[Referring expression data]
☆ ☆ ☆ ☆ ☆ ☆ ☆

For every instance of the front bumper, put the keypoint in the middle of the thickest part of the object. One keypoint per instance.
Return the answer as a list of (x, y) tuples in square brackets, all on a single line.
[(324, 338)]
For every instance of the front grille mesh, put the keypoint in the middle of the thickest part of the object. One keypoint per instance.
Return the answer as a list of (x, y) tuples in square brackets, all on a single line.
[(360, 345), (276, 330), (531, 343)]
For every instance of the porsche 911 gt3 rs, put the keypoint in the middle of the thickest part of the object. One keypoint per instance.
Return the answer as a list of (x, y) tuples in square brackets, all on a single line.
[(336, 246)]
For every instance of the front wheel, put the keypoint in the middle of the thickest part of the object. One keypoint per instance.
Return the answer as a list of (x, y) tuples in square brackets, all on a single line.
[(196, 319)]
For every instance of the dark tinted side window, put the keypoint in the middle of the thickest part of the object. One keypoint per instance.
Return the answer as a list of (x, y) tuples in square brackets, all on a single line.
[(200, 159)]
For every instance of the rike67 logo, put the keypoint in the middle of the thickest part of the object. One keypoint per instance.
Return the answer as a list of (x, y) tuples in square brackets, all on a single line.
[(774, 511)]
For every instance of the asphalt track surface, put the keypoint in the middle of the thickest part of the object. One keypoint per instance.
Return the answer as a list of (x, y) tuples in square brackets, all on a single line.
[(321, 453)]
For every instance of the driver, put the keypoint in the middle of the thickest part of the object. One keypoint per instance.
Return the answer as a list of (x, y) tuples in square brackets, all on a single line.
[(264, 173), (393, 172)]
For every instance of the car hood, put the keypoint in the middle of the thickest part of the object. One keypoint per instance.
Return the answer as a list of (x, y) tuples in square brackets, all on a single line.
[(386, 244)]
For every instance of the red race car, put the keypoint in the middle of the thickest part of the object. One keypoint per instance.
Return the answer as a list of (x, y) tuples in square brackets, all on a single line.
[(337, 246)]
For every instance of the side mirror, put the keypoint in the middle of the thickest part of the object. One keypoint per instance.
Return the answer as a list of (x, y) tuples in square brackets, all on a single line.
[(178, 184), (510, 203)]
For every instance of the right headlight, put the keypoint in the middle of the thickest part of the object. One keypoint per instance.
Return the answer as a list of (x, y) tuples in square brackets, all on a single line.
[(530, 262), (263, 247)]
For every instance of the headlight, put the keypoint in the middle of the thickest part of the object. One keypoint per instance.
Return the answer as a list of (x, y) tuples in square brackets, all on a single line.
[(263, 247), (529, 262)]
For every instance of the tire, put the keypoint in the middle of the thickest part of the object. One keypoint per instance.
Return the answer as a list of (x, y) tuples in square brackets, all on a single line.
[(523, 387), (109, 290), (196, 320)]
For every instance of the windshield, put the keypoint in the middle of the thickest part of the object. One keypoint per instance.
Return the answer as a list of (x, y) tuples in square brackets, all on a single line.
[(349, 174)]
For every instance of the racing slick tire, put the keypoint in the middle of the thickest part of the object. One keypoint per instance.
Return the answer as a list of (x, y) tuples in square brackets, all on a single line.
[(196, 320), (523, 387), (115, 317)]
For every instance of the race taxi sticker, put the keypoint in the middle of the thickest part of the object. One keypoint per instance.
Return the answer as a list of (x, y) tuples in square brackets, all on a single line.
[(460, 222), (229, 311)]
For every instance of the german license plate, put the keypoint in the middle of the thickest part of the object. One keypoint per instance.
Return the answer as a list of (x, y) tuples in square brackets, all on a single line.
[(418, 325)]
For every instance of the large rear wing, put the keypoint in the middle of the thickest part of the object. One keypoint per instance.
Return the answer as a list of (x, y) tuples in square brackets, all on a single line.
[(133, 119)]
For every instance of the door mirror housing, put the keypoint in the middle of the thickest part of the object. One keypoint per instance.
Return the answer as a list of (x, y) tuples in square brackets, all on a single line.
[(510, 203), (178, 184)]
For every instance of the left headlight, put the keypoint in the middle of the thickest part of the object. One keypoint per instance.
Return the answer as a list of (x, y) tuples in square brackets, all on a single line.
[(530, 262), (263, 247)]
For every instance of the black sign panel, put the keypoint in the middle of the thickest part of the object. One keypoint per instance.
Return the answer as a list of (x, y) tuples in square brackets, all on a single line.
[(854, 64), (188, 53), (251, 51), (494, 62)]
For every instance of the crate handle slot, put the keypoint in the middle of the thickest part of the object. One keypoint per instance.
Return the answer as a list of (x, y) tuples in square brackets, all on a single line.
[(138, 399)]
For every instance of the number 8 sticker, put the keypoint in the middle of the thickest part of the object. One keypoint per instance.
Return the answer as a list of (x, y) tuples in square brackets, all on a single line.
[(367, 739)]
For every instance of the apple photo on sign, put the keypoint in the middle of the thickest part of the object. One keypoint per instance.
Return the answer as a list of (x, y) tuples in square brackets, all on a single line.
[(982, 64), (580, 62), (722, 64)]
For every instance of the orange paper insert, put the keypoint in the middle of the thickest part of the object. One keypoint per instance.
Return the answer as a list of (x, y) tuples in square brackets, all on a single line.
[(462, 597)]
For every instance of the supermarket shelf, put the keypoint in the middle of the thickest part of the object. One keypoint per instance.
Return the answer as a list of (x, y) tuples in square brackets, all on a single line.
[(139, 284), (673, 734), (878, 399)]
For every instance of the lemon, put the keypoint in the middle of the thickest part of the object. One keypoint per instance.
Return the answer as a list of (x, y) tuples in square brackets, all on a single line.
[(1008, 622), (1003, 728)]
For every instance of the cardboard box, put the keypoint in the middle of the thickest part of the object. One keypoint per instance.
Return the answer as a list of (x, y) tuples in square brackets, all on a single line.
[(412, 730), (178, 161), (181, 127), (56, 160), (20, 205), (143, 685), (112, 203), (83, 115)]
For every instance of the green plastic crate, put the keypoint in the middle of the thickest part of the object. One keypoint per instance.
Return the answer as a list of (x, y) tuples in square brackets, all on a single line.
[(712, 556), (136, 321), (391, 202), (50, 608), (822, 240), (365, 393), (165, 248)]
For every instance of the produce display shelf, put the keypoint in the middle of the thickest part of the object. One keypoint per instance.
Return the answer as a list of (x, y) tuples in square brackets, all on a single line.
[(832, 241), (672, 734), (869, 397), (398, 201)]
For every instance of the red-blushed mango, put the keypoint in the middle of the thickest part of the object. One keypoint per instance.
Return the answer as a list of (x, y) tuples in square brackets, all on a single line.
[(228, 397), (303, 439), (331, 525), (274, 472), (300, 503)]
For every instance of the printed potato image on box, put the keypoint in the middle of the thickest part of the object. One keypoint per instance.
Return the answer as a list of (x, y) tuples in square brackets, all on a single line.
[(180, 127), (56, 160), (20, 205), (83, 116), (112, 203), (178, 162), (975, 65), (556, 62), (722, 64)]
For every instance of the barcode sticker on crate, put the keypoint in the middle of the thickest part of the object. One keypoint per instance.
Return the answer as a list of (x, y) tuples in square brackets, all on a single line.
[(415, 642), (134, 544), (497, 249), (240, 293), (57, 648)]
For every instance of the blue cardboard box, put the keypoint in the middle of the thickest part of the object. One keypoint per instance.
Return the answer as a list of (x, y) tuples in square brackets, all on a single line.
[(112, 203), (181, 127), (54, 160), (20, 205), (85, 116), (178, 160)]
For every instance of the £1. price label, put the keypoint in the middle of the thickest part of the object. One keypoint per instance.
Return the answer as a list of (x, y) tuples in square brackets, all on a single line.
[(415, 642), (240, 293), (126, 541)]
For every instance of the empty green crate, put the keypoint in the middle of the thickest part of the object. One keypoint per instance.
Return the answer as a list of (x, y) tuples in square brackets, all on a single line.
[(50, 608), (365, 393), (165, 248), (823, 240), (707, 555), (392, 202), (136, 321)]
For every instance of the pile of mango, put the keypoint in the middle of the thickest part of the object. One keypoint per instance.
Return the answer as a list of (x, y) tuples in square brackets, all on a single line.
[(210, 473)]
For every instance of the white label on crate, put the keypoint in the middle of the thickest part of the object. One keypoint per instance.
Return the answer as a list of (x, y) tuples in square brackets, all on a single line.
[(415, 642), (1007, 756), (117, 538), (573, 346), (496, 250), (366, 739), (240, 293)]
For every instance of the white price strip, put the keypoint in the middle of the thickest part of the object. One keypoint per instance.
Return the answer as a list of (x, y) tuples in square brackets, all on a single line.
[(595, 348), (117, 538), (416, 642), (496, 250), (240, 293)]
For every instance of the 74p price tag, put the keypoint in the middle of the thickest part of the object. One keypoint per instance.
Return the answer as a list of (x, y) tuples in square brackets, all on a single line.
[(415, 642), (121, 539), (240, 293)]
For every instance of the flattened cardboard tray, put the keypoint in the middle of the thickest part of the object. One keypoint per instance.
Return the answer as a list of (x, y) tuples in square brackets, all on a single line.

☆ ☆ ☆ ☆ ☆ ☆ ☆

YOUR GOAL: Using the data above, work out how many lines include the word "green" and give only that number.

COMPLETED EXERCISE: 2